◆ PROBLEM 1: Pick out each line of the listing that contains the word "tree", and copy those lines.

◆ EXTRACTED TEXT:
════════════════════
Commentary: One State Can Make a Difference

Farmer on a tractor, tilling field

Late last month, Montana ended its participation in the extended federal unemployment benefits program. No surprise this event was little noted in the national press, since Montana’s decision to exit the program had a direct effect on fewer than 20,000 people (the total unemployed population of Montana). Yet Montana’s decision had an enormous effect on the country as a whole.

Particularly for those inside the Beltway, it is easy to focus on Washington, D.C. as the only place where policymaking matters. And with an administration desperate to centralize power as it prints ever-growing piles of money with which it hopes to bribe or threaten states and localities, such an attitude is understandable. Recent developments in states like Montana far outside the beltway, however, show how national political innovations can be driven by states with smaller populations far from the beltway swamp and present conservatives with a path for political success.
════════════════════
Collection entries:
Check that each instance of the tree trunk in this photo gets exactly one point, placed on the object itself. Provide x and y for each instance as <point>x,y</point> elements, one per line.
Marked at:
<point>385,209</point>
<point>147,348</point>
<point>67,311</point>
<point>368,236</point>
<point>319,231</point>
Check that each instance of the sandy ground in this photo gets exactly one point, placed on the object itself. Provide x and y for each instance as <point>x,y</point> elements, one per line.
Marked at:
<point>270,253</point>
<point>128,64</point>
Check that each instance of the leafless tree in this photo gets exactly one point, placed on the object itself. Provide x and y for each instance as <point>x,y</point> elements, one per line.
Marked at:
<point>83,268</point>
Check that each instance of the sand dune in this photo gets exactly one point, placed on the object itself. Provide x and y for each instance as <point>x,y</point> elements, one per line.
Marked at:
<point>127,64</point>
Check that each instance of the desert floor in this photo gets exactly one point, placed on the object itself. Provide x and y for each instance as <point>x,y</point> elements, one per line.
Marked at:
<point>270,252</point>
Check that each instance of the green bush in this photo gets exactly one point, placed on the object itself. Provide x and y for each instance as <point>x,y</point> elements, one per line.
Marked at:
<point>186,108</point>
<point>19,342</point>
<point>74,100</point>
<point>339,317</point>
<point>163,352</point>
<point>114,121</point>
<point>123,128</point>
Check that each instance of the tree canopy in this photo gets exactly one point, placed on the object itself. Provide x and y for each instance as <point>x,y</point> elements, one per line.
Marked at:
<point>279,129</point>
════════════════════
◆ PROBLEM 2:
Answer these questions using the commentary above:
(a) What federal program did Montana stop participating in late last month?
(b) How many people did Montana's exit from the program directly affect?
(c) For whom, in particular, is it easy to focus on Washington, D.C. as the only place where policymaking matters?

◆ WRITTEN RESPONSE 1:
Check that each instance of the tree trunk in this photo gets exactly one point, placed on the object itself. Provide x and y for each instance as <point>x,y</point> elements, one per line.
Check that each instance of the leafless tree in this photo gets exactly one point, placed on the object itself. Provide x and y for each instance as <point>x,y</point> elements, one per line.
Check that each instance of the tree canopy in this photo gets exactly one point, placed on the object itself. Provide x and y for each instance as <point>x,y</point> elements, one per line.

◆ WRITTEN RESPONSE 2:
(a) The extended federal unemployment benefits program.
(b) Fewer than 20,000 people, the total unemployed population of Montana.
(c) Those inside the Beltway.